# AIM
Pick out and copy every line of the listing below that contains the word "target". Case counts.

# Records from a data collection
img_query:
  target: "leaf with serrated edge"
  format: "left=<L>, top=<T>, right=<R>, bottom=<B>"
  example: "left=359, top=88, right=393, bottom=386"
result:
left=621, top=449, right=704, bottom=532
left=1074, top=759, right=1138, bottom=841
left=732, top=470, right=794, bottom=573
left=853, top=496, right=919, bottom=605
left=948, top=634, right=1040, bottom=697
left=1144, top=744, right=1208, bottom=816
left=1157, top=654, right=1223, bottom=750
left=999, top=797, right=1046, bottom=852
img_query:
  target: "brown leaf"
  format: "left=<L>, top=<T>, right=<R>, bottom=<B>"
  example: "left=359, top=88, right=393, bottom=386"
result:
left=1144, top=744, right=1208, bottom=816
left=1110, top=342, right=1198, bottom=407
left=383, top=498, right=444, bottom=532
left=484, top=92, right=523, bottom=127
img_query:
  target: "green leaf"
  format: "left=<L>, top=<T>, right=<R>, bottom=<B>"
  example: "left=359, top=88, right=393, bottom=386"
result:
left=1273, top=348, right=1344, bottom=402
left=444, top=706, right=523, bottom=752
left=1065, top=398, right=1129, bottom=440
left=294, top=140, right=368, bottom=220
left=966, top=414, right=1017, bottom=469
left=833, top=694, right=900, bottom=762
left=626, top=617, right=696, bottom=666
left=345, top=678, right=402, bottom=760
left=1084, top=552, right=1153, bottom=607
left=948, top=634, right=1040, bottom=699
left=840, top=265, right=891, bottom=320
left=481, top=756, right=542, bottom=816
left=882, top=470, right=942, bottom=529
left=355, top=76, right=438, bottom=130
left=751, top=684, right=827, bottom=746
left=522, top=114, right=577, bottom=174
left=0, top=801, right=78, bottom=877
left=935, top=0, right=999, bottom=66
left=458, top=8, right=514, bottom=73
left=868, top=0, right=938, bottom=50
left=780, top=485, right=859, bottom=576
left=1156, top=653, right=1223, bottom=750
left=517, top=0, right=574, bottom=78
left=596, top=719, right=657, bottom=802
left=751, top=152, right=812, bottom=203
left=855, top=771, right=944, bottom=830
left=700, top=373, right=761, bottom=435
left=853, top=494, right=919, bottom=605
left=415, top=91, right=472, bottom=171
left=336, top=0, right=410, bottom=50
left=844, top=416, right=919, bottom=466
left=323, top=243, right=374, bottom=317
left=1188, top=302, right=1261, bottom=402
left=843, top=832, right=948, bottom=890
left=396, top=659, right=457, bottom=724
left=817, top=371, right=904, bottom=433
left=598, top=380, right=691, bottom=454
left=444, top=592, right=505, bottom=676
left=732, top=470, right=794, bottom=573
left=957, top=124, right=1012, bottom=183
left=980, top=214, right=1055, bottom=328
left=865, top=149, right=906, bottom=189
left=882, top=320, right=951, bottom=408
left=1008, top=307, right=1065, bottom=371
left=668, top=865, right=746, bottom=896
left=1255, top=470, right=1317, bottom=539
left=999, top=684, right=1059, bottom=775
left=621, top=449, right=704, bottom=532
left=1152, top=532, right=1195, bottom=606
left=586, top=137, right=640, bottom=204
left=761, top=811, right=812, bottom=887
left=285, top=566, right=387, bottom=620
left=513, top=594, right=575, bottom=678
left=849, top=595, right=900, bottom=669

# FINAL ANSWER
  target: "leaf with serrated edge"
  target: "brown leaf"
  target: "green leaf"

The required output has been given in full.